Document excerpt:
Redefining Norms: Bonds, Adobe Innovations, and Windows 11’s Hidden Gem
In finance, bonds have historically been seen as safe havens, offering predictable returns with considerably lower risk compared to equities or other investment vehicles. However, recent market dynamics are reshaping this traditional perspective. A striking example is the 100-year Austrian government bond, which experienced a staggering 75% decline in value in less than three years. Such volatile price swings are reminiscent of the cryptocurrency markets, notorious for their wild fluctuations and speculative trading.
This unexpected parallel between the conservative bond market and the dynamic crypto world suggests a broader transformation in global financial markets, where established norms are being challenged and conventional risk assessments might need reconsideration.
If you are in crypto and you are loosing money, don’t panic, you could be in Bonds and you could be loosing more. Just keep calm and wait for the bull run.
Meanwhile in the AI front…
Adobe has once again set the bar high with their recent update to Firefly 3. The progress they’ve showcased is nothing short of remarkable! They’ve truly pulled out all the stops, rapidly reaching the 80% mark where they can now cater to a vast majority of applications with outstanding quality. The strides Adobe is making in this domain hint at a promising future for design and creative innovations.
And now take a look into the new V3:
COPILOT IS IN THE HOUSE
In late September, the tech world eagerly awaited the release of Windows 11’s ‘Moment 4’ update, which promised the much-anticipated activation of Copilot within Microsoft’s operating system. However, the excitement quickly turned to disappointment for users in Spain and across Europe when they discovered that due to stringent data protection legislation, this feature was not available post-update. Microsoft responded by stating European users would have to await future updates until compliance with the EU’s data protection rules was achieved. But, interestingly, even though the feature isn’t active, Copilot is present within the system, just hidden. A simple command can bring it to light, enabling its use despite its ‘restricted’ status.
Microsoft has set a target to fully comply with the EU’s DMA by March 2024, meaning direct access to Copilot might be on hold until early 2024. Some users might notice the Copilot shortcut in ‘Moment 4’, but it merely opens a window in Edge. However, for those in Spain, there’s a workaround to use Copilot in Windows 11 in split-screen mode. By pressing Windows + R and entering a specific command, users can interact with Copilot, which, in its preview form, can perform tasks on the operating system and active windows. It also incorporates the latest features from DALL-E 3 for image generation and analysis. The only catch is that this method doesn’t allow Copilot to be pinned to the toolbar, so users will need to re-enter the command each time they wish to access it. Despite the inconvenience, this workaround offers a sneak peek into the AI’s capabilities before its official launch in the region.

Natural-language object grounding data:

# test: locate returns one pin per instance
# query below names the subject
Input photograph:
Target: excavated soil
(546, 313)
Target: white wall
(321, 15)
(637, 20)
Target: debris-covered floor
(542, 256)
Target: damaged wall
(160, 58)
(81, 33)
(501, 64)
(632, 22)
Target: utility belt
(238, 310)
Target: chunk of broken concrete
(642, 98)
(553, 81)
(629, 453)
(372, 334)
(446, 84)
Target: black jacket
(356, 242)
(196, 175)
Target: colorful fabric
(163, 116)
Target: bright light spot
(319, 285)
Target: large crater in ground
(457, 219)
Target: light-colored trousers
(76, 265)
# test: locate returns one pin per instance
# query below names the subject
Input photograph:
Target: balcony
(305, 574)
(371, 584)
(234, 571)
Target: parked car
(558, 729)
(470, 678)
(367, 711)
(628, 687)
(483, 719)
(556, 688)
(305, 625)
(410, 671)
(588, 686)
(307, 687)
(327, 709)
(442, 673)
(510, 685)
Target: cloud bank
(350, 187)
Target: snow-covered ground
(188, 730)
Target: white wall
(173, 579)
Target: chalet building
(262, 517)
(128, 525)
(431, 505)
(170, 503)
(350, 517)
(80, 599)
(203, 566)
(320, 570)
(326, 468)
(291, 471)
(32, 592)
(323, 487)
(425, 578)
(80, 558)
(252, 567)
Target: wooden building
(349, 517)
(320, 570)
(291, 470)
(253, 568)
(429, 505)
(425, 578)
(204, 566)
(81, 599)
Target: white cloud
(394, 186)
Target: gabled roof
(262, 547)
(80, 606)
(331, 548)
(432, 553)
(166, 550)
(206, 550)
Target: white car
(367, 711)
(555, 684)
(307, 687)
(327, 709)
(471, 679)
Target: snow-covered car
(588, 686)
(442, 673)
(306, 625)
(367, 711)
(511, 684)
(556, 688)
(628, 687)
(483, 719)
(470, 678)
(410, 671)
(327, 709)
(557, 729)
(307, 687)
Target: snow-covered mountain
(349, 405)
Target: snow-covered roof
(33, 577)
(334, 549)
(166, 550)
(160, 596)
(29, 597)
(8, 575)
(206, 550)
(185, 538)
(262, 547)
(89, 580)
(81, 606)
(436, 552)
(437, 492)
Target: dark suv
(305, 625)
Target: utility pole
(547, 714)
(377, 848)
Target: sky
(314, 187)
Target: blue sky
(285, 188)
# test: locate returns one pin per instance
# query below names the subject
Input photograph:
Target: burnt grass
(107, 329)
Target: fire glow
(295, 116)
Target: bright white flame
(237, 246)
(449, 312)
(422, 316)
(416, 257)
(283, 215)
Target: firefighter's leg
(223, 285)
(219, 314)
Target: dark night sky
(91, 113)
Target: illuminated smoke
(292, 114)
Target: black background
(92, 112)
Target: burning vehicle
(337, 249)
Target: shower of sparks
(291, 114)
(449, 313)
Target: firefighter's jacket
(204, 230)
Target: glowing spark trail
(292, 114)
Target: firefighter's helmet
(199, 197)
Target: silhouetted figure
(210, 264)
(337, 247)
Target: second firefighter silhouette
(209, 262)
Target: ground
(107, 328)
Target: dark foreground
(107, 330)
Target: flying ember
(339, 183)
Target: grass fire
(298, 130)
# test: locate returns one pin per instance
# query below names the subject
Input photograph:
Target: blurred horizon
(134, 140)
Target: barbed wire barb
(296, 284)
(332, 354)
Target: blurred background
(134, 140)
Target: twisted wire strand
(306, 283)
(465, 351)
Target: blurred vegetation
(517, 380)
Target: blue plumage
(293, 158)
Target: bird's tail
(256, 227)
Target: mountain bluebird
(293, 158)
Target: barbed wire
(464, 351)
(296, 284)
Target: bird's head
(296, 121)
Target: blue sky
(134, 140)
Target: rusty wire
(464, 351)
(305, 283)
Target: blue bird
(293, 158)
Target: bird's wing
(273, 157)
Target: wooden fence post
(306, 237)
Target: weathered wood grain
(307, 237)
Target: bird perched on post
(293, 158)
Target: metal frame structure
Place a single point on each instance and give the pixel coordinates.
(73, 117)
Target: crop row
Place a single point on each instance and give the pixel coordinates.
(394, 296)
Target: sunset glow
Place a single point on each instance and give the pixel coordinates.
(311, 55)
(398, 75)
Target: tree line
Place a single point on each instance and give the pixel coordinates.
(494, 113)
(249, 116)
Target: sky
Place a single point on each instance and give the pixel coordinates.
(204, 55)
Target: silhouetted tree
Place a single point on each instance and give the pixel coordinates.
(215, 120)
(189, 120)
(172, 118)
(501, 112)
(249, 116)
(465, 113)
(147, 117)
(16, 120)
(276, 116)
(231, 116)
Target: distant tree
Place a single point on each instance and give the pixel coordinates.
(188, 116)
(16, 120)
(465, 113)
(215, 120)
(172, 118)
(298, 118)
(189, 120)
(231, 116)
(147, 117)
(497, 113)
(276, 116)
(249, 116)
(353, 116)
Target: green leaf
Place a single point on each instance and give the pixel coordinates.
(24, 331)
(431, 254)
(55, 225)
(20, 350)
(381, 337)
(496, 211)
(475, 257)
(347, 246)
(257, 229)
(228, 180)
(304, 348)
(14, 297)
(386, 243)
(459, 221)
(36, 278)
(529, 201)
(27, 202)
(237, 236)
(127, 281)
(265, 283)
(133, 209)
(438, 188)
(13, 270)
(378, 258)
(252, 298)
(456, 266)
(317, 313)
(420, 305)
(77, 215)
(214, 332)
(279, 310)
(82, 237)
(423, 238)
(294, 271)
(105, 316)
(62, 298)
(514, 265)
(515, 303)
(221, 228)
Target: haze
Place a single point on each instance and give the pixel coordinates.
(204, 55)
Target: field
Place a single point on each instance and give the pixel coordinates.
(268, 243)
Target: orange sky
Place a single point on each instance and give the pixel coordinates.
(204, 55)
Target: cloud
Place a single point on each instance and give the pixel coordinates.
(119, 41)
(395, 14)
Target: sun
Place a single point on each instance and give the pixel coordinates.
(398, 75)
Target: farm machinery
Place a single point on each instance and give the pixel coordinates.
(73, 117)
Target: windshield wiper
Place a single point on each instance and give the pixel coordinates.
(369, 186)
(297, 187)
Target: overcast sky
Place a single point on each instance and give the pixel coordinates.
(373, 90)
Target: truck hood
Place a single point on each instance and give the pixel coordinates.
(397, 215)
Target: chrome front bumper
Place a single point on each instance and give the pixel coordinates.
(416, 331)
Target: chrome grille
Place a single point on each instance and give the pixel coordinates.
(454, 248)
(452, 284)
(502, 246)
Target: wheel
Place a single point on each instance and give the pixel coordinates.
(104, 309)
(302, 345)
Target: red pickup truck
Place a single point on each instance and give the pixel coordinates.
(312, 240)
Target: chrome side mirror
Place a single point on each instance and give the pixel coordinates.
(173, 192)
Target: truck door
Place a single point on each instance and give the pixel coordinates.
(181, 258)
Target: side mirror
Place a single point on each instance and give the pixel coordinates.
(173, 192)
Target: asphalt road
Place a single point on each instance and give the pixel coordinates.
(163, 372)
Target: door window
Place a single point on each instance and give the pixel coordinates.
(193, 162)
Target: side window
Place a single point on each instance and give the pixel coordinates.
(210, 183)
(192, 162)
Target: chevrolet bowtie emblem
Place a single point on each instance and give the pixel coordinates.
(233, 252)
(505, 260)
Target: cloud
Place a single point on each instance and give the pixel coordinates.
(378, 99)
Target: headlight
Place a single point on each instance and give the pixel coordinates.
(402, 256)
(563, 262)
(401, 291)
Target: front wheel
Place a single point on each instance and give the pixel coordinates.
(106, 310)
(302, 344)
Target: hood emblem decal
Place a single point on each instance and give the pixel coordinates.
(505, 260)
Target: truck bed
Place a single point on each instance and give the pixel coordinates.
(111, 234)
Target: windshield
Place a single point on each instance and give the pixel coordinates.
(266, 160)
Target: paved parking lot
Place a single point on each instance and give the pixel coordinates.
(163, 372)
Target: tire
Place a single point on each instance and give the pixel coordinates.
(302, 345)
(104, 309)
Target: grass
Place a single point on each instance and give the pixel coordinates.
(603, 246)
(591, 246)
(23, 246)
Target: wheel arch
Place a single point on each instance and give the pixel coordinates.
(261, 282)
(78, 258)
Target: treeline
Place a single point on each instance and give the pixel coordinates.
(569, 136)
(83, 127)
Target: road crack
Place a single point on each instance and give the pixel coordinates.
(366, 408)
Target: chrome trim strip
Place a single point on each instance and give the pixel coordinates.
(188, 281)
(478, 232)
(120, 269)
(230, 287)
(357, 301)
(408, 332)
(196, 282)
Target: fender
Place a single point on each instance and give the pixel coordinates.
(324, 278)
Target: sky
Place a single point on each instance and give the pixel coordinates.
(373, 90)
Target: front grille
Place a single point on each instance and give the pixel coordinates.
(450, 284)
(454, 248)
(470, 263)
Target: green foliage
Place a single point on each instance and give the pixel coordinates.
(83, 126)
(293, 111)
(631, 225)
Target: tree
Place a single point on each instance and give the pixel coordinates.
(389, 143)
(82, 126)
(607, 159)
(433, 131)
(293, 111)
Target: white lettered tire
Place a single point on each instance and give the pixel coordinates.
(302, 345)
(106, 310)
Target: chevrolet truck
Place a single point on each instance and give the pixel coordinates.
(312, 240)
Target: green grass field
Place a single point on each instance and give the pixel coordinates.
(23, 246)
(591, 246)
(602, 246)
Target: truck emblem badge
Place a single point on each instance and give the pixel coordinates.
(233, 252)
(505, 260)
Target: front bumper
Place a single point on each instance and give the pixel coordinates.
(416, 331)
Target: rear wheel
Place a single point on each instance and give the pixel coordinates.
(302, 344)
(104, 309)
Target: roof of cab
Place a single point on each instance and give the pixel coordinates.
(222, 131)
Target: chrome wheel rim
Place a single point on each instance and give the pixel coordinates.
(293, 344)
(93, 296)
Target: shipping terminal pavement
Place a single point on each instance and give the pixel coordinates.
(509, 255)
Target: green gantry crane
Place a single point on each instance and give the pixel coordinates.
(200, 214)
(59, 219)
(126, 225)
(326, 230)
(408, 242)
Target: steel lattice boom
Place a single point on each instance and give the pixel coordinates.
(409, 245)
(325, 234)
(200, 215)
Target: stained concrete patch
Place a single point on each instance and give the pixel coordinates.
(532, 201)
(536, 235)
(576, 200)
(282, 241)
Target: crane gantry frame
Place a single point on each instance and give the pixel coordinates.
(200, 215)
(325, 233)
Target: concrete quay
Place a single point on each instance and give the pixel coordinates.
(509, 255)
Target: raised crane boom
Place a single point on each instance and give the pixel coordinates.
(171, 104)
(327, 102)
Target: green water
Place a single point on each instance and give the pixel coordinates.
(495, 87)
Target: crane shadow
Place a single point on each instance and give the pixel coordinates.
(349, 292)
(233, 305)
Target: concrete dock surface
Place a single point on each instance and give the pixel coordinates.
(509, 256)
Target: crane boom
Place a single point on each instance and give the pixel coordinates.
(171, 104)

To do:
Copy out everything in the article on bonds, Adobe, and Windows 11 from "Redefining Norms: Bonds, Adobe" down to "and speculative trading.", replacing "equities" with "stocks".

Output for this exercise:
Redefining Norms: Bonds, Adobe Innovations, and Windows 11’s Hidden Gem
In finance, bonds have historically been seen as safe havens, offering predictable returns with considerably lower risk compared to stocks or other investment vehicles. However, recent market dynamics are reshaping this traditional perspective. A striking example is the 100-year Austrian government bond, which experienced a staggering 75% decline in value in less than three years. Such volatile price swings are reminiscent of the cryptocurrency markets, notorious for their wild fluctuations and speculative trading.